▶ AUFGABE A:
Beantworten Sie anhand des Textauszugs zur Rechtsprechung die folgenden Fragen.
(i) Welches Prinzip gilt bei der Bestimmung des Vorteils nach § 17 Abs. 4 OWiG?
(ii) Von welchem Datum ist das Urteil mit dem Aktenzeichen 4 StR 246/16?
(iii) Welches Gericht wird in Klammern hinter diesem Datum genannt?
▶ AUFGABE B:
Führen Sie den Textauszug zur Rechtsprechung im Anschluss an seinen letzten Satz fort.

▶ TEXTAUSZUG:
■ ■ ■ ■ ■ ■ ■
2. Der Begriff des Vorteils im Sinne der Vorschrift des § 17 Abs. 4 OWiG eine Saldierung, in deren Rahmen von den durch die Tat erlangten wirtschaftlichen Zuwächsen die Kosten und sonstigen Aufwendungen der Betroffenen abzuziehen sind; es gilt das Nettoprinzip. Eine Schätzung des Gewinns ist zulässig. Die Grundlagen, auf denen die Schätzung basiert, müssen in der gerichtlichen Entscheidung dargelegt werden, um die Nachprüfung der Bußgeldbemessung zu ermöglichen.


Entscheidung

148. BGH 4 StR 246/16 – Urteil vom 8. Dezember 2016 (LG Konstanz)

Bewaffnetes Handeltreiben mit Betäubungsmitteln in nicht geringer Menge (Begriff des Mitsichführens: gleichzeitig möglicher Zugriff auf Betäubungsmittel und Waffe während eines Einzelakts des Handeltreibens).

§ 30 Abs. 2 Nr. 2 BtMG

1. Das für die Verwirklichung des Qualifikationstatbestandes des § 30a Abs. 2 Nr. 2 BtMG notwendige Mitsichführen von Gegenständen, die zur Verletzung von Personen geeignet und bestimmt sind, liegt dann vor, wenn der Täter gefährliche Gegenstände bewusst gebrauchsbereit in der Weise bei sich hat, dass er sich ihrer jederzeit bedienen kann. Hierfür genügt, dass die gefährlichen Gegenstände dem Täter in irgendeinem Stadium des Tathergangs zur Verfügung stehen, d.h. sich so in seiner räumlichen Nähe befinden, dass er sich ihrer jederzeit, also ohne nennenswerten Zeitaufwand, und ohne besondere Schwierigkeiten bedienen kann.
■ ■ ■ ■ ■ ■ ■
▶ BEREITGESTELLTE ANGABEN:
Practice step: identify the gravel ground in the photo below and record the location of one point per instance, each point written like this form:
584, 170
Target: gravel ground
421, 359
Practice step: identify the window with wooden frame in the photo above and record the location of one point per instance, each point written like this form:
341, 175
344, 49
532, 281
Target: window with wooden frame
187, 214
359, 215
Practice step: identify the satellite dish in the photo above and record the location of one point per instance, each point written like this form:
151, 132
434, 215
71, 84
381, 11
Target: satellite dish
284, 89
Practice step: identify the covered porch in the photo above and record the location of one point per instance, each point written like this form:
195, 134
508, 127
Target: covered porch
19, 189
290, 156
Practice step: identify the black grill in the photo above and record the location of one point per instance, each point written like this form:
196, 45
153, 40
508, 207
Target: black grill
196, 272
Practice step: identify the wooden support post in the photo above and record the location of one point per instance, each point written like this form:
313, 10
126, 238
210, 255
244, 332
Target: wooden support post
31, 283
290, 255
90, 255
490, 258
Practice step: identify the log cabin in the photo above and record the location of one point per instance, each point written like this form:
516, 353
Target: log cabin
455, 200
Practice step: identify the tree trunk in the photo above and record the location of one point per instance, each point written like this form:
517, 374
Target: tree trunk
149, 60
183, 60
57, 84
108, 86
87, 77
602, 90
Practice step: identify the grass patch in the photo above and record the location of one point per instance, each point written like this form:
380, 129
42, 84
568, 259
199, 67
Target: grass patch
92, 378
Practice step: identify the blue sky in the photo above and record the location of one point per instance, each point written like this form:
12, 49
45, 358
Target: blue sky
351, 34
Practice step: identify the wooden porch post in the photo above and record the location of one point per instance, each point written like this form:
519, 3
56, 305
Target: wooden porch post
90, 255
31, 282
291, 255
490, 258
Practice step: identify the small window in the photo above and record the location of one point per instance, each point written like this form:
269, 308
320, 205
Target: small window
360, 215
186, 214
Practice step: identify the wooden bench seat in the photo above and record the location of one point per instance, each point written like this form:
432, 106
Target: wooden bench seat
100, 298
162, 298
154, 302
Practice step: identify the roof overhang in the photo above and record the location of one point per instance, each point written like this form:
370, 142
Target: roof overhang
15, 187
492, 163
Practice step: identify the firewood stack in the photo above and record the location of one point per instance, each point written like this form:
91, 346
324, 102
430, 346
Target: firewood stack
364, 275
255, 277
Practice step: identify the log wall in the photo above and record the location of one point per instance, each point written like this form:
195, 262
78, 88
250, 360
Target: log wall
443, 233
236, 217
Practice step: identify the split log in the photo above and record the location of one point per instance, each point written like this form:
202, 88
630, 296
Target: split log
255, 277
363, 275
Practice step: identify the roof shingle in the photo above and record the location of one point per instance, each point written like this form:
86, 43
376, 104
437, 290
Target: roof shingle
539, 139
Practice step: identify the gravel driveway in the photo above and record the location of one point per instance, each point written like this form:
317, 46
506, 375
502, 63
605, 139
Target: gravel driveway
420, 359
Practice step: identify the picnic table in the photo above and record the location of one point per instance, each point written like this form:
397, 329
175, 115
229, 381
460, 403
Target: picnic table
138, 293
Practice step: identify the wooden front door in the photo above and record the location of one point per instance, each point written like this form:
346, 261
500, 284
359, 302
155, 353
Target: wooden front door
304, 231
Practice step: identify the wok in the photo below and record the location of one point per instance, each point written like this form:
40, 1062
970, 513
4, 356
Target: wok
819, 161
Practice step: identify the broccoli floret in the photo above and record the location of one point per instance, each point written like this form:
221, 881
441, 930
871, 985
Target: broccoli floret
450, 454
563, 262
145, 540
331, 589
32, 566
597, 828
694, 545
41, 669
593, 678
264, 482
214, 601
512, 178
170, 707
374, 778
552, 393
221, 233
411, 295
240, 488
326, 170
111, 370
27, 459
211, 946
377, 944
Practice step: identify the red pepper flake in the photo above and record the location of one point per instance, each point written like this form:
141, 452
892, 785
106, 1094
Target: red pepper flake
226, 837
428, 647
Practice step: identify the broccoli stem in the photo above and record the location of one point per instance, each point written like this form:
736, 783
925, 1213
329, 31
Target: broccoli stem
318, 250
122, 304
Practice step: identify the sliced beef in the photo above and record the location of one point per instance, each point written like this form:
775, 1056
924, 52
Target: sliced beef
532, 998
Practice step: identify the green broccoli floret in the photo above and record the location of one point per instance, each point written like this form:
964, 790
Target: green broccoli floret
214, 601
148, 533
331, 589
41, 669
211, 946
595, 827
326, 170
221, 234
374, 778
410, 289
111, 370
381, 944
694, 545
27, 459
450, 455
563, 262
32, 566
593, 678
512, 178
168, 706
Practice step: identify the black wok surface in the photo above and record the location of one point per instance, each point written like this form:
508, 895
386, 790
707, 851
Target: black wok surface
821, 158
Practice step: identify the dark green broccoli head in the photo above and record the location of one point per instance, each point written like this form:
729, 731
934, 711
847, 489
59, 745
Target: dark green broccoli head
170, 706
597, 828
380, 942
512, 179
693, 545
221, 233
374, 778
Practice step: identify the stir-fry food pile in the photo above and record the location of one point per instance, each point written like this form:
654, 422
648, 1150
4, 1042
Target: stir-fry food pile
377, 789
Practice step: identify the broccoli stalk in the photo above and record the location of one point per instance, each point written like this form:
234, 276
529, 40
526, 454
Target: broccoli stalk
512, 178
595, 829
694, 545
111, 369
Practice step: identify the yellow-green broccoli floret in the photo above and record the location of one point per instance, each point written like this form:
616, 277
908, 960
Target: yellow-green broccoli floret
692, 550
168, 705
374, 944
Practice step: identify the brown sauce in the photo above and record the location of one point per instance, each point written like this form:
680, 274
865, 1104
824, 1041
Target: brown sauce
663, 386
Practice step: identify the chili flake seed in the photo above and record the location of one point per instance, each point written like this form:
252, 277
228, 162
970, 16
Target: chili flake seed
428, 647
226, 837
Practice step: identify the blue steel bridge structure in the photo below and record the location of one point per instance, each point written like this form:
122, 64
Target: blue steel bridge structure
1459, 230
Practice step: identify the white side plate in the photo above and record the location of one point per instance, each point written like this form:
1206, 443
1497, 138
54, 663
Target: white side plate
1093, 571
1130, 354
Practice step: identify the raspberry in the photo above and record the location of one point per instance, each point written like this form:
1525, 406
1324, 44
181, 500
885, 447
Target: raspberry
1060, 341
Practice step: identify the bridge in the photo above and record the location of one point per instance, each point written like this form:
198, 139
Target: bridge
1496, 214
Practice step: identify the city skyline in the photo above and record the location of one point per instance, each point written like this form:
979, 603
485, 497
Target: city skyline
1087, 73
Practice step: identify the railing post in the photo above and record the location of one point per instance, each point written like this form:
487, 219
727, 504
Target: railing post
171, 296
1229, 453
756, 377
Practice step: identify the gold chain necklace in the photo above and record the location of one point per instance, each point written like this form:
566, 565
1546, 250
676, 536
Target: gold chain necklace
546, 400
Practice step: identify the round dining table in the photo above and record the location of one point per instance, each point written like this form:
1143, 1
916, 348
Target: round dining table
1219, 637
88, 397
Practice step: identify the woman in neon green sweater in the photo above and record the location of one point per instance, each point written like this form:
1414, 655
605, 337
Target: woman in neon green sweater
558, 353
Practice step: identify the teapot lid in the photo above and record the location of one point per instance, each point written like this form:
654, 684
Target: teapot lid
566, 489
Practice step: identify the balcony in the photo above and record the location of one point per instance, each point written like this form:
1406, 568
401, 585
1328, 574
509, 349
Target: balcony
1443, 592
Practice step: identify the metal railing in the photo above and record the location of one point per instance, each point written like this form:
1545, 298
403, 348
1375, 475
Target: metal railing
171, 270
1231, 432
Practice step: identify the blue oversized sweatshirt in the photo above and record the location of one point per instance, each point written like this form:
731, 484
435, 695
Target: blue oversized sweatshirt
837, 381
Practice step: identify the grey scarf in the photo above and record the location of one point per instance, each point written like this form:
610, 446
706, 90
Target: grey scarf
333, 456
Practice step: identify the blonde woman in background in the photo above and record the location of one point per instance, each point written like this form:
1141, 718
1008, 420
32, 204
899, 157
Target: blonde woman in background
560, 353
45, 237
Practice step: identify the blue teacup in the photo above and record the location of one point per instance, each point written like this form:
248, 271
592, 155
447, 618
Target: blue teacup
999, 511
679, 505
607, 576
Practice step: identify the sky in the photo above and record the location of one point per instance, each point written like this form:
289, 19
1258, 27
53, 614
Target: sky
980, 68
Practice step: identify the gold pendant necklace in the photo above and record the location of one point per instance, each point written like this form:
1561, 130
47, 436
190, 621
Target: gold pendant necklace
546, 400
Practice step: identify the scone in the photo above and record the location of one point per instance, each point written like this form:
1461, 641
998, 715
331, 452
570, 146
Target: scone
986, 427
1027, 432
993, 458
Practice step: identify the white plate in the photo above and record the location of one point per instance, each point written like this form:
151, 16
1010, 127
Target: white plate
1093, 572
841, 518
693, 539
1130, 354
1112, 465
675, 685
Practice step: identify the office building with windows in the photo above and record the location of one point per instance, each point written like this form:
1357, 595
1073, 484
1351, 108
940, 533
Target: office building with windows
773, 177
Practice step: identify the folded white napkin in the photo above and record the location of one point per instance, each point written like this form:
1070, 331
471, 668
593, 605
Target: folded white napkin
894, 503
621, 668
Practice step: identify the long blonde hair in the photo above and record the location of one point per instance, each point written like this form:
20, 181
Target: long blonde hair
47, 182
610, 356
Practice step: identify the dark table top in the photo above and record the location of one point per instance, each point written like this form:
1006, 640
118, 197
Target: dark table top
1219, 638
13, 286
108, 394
■ ■ ■ ■ ■ ■ ■
▶ IHRE ANTWORT A:
(i) Das Nettoprinzip.
(ii) Vom 8. Dezember 2016.
(iii) Das LG Konstanz.

▶ IHRE ANTWORT B:
2. Setzt sich die Tat aus mehreren Einzelakten zusammen, so reicht es nach ständiger Rechtsprechung des Bundesgerichtshofs zur Tatbestandserfüllung aus, wenn der qualifizierende Umstand des Mitsichführens eines gefährlichen Gegenstands nur bei einem Einzelakt verwirklicht ist (st. Rspr.).

3. Zwar stellt der bloße Aufenthalt in einer Wohnung selbst noch keinen Teilakt des Handeltreibens mit Betäubungsmitteln dar (vgl. BGH NStZ 2016, 123, 124). Es reicht aber aus, dass der Täter zugleich Betäubungsmittel und Waffe bzw. gefährlichen Gegenstand dergestalt in Verwahrung hält, dass ihm der gleichzeitige Zugriff hierauf möglich ist (vgl. BGH StV 2015, 641).


Entscheidung

151. BGH 4 StR 360/16 – Urteil vom 22. Dezember 2016 (LG Magdeburg)

Unerlaubtes Handeltreiben mit Betäubungsmitteln in nicht geringer Menge (Bestimmung der Betäubungsmittelmenge bei auf späterer Veräußerung zielendem Anbau; Strafzumessung: Berücksichtigung der angestrebten Wirkstoffmenge).

§ 29a Abs. 1 Nr. 2 BtMG; § 29 Abs. 1 Nr. 1 BtMG; § 46 StGB

1. Bei einem auf spätere Veräußerung zielenden Anbau von Cannabispflanzen ist für die Abgrenzung des Handeltreibens mit Betäubungsmitteln vom Handeltreiben mit Betäubungsmitteln in nicht geringer Menge die Menge maßgeblich, die mit der bereits begonnenen Aufzucht der Pflanzen letztlich erzielt und gewinnbringend veräußert werden soll (vgl. BGHSt 58, 99).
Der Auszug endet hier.